[TO DO]
Arrange the rows as a Markdown table with the columns Number and Row text, from the first row through the row that contains "[[[552,146],[560,146],[560,128],[552,128]]]". Leave out blank lines.
--- begin DATA FOR THE TASK ---
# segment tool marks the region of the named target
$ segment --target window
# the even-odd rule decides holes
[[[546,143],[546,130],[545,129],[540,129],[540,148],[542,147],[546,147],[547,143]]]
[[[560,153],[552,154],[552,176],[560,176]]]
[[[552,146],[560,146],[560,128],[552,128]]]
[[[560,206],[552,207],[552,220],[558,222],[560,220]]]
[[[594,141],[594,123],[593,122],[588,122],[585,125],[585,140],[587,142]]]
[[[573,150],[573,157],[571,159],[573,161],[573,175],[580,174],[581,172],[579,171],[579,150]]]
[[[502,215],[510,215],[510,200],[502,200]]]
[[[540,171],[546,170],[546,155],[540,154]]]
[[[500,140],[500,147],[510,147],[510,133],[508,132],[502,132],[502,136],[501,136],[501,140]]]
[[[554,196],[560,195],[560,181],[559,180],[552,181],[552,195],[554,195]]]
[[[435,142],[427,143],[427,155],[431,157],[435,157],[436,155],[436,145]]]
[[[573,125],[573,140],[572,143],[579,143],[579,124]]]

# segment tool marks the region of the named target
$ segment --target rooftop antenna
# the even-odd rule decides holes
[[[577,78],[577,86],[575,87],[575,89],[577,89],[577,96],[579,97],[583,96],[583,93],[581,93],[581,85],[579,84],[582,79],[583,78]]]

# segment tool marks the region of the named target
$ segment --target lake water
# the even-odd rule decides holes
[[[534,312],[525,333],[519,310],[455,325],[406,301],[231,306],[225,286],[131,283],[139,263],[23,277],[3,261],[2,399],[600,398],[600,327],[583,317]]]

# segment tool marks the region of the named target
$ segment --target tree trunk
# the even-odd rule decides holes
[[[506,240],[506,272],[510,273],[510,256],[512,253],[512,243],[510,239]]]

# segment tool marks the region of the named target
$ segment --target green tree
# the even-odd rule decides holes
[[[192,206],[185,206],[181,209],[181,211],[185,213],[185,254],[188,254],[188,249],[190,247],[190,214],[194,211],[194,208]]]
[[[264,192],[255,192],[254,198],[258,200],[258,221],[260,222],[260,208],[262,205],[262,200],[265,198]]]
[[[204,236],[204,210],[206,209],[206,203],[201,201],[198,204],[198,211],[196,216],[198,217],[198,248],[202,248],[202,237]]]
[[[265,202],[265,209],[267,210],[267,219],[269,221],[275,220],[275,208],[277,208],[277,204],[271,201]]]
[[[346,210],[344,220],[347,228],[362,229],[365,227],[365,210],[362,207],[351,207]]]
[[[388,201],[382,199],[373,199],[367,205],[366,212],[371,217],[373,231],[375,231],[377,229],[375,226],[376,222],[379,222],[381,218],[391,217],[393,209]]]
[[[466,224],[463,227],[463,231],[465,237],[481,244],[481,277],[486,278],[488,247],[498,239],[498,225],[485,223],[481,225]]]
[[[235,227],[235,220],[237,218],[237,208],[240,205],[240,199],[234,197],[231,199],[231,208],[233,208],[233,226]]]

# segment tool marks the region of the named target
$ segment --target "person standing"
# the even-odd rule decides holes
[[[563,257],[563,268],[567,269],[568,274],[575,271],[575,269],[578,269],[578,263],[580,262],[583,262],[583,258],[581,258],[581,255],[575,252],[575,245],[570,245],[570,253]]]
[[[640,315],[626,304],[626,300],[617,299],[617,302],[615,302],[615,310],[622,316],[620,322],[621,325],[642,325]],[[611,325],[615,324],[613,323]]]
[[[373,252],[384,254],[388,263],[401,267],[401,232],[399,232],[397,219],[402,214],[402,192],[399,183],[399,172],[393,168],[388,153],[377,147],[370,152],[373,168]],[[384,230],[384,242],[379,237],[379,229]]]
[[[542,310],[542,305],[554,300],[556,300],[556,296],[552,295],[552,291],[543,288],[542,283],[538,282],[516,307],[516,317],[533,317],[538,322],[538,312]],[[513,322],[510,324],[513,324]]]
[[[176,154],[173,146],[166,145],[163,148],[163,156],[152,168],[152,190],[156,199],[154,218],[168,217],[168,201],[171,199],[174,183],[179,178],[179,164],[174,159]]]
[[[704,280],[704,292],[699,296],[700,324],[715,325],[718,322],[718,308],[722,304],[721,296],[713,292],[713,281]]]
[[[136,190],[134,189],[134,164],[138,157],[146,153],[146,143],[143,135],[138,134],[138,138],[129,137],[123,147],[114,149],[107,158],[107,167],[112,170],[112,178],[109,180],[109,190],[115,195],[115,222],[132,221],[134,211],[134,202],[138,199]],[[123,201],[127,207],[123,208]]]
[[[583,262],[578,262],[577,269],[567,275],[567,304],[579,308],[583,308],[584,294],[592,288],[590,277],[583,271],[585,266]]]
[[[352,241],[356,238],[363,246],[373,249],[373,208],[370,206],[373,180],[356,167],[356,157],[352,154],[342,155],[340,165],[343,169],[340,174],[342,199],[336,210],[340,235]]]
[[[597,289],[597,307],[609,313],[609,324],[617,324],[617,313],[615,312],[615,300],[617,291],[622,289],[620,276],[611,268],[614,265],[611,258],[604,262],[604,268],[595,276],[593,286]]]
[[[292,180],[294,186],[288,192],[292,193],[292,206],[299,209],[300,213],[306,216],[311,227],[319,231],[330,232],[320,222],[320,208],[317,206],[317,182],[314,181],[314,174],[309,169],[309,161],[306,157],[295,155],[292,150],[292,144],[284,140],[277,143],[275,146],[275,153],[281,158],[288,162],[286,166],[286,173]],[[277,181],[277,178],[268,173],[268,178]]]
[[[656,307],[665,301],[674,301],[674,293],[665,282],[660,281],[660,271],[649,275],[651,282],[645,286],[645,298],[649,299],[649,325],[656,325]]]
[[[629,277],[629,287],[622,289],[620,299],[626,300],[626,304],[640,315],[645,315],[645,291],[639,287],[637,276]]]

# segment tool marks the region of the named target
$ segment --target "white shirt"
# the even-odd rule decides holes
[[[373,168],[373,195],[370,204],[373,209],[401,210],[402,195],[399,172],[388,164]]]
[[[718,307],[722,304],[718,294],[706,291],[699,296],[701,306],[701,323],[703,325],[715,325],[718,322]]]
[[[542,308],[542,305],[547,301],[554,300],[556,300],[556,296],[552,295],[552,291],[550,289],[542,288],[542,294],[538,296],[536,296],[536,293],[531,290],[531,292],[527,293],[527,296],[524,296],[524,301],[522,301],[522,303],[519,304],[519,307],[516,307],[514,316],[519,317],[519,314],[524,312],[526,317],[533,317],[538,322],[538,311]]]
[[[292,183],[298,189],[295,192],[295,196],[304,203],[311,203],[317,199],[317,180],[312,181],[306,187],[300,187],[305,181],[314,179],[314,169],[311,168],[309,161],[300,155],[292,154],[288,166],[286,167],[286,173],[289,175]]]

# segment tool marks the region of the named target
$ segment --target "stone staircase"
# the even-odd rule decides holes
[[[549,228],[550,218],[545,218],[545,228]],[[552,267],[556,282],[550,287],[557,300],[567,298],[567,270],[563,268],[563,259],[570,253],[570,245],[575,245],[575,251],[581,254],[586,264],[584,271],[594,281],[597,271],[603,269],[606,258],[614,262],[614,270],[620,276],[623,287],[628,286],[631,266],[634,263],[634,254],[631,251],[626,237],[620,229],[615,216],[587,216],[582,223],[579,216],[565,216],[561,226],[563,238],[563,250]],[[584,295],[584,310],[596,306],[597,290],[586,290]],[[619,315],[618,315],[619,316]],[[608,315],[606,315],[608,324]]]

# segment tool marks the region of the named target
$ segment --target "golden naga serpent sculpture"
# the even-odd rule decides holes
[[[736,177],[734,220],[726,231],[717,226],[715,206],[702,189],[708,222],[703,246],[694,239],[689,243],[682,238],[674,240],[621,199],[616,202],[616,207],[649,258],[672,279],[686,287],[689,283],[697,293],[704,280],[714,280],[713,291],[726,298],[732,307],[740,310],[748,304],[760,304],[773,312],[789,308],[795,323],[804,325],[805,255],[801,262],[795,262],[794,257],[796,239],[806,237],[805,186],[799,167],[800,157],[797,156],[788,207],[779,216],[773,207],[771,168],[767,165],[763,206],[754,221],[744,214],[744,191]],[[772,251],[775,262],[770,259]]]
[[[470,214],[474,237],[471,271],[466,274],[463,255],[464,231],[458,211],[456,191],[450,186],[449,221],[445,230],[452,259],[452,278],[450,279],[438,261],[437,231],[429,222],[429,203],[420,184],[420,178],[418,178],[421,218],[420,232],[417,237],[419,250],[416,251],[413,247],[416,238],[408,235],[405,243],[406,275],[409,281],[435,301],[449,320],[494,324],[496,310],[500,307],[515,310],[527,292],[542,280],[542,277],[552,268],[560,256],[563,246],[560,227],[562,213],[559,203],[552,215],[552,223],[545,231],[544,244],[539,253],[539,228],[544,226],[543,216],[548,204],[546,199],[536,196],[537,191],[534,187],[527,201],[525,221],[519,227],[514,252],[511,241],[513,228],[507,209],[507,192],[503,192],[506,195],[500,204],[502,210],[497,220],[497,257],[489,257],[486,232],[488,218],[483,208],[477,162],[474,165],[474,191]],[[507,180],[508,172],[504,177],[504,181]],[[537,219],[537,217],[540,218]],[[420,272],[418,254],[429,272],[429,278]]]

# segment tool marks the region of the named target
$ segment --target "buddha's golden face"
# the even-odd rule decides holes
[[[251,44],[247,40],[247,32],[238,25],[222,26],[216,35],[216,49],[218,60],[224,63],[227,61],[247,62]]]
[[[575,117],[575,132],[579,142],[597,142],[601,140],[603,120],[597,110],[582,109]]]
--- end DATA FOR THE TASK ---
[SOLVED PROBLEM]
| Number | Row text |
|---|---|
| 1 | # segment tool marks the region of the named target |
| 2 | $ segment --target window |
| 3 | # the even-odd rule decides holes |
| 4 | [[[546,143],[546,130],[545,129],[540,129],[540,148],[542,147],[546,147],[547,143]]] |
| 5 | [[[560,153],[552,154],[552,176],[560,176]]] |
| 6 | [[[552,146],[560,146],[560,128],[552,128]]] |